Documento:
—————
• 29 Dic 2014

por Rocco Carbone y Clyde Soto //

Pensar al Paraguay bajo los signos del autoritarismo –remozado, maquillado de manera artificiosa con la promesa desarrollista y acompañando un “proyecto revolucionario” de reestructuración capitalista– podría ser no solo paralizante sino hasta desmoralizador, sobre todo si se piensa que ya casi 26 años de vida pos-dictatorial representan algo así como un remolino del que pareciera no se puede salir, que termina llevando de nuevo a todo un pueblo al mismo pozo de donde ha estado intentando escapar, sin mucha fortuna, que atrapa los intentos de construcción democrática y los devuelve a esa matriz tan profunda; casi estaríamos tentados de decir tan paraguaya. Pero es precisamente por eso que hay que pensar al Paraguay autoritario, porque es necesario desandarlo, exponerlo y desatar los nudos que lo sostienen y le dan vida. Porque de esa manera es posible pensar también al Paraguay democrático.

 

Categoría de “autoritarismo”. Para ver de qué se trata, siguiendo la conceptualización de Stoppino en la voz “autoritarismo” del Diccionario de Política de Bobbio y otros (1991: 125-136), en un sentido generalísimo, cabe recordar que se refiere a la estructura de las relaciones de poder y que hablamos de regímenes autoritarios para designar a todas las clases de regímenes no-democráticos. Se caracterizan por la falta de elecciones populares y por la ausencia del Parlamento o por su presencia ceremonial sometida al predominio del Ejecutivo, así como por la inexistencia o inoperancia de un sistema de justicia sujeto a los intereses del poder político e incapaz de impedir o limitar los abusos estatales con relación a los derechos humanos. El adjetivo se usa en por lo menos tres contextos específicos: la estructura de los sistemas políticos, las disposiciones psicológicas respecto al poder y las ideologías políticas. Son autoritarios esos sistemas políticos que privilegian el momento del mando por sobre el momento del consenso. Concentran el poder político sobre una sola subjetividad, un solo partido o un solo órgano, en detrimento de subsistemas políticos como los partidos, los sindicatos, los movimientos sociales y los grupos de presión en general (que son propios de la democracia). La oposición trata de ser reducida, cuando no borrada. En los regímenes autoritarios las instituciones tienden a ser vaciadas de sentido para transmitir la autoridad política de arriba hacia abajo.

 

En cuanto al rasgo psicológico, podemos hablar de una doble direccionalidad que presenta el autoritarismo: hacia arriba y hacia abajo. Hacia arriba: se verifica la disposición a la obediencia hacia superiores o hacia todos los que concentran poder. Hacia abajo: se verifica la disposición a tratar con arrogancia y con desprecio a los subordinados y en general a todos los que no tienen poder), atacando a las personas consideradas débiles y socialmente reconocidas como víctimas (en Paraguay, por ejemplo: indígenas, campesinos, comunidad LGTBIQ). La personalidad autoritaria muestra una sumisión exacerbada hacia arriba, se apega a la fuerza y la potencia del poder e imprime agresión hacia abajo, es decir, ataca a todo lo que supone inferior o muestra signos de debilidad.
—————
Ítems guardados:

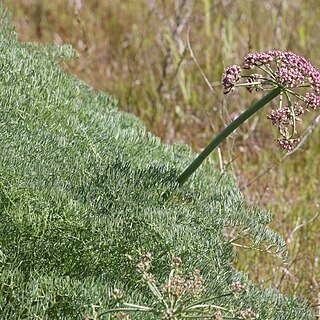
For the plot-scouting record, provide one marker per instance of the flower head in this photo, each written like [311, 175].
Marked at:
[297, 78]
[231, 77]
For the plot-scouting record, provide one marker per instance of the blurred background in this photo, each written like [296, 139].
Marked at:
[163, 60]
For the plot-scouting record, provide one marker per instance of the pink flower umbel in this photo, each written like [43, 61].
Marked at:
[298, 80]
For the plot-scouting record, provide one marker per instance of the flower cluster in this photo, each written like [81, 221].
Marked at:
[177, 285]
[297, 78]
[231, 77]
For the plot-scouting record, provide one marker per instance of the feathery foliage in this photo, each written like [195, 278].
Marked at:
[81, 189]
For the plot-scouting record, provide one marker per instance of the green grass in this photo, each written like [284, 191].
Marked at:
[127, 45]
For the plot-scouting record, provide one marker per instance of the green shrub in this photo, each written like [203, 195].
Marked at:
[81, 189]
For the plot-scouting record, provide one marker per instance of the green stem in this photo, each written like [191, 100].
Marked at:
[226, 132]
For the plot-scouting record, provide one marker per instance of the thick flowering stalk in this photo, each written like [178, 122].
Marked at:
[282, 73]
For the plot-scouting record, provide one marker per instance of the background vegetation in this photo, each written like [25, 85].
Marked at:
[138, 51]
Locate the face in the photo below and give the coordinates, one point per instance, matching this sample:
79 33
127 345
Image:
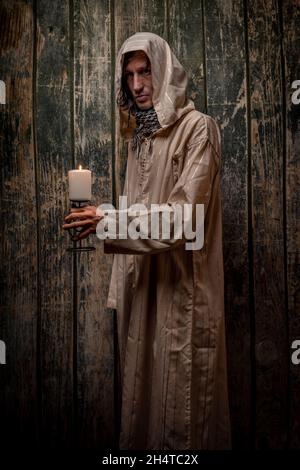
—————
Objetivo: Continúa el ensayo sobre el autoritarismo en Paraguay a partir de su última oración. Los ítems constituyen un material aparte.

Resultado:
En cuanto a lo ideológico: todas las ideologías autoritarias niegan en mayor o menor medida la igualdad entre los sujetos y enfatizan la inflexión jerárquica; también tienden a exaltar como virtud ciertos aspectos de la personalidad autoritaria. De esto desciende que las ideologías autoritarias son aquellas en que el énfasis de la autoridad y de la estructura jerárquica de la sociedad tiene una función conservadora. En general, el orden jerárquico tiende a preservar el pasado, la tradición, “lo que somos”. En este sentido, las ideologías autoritarias hacen primar el orden por sobre la transformación integral de la sociedad.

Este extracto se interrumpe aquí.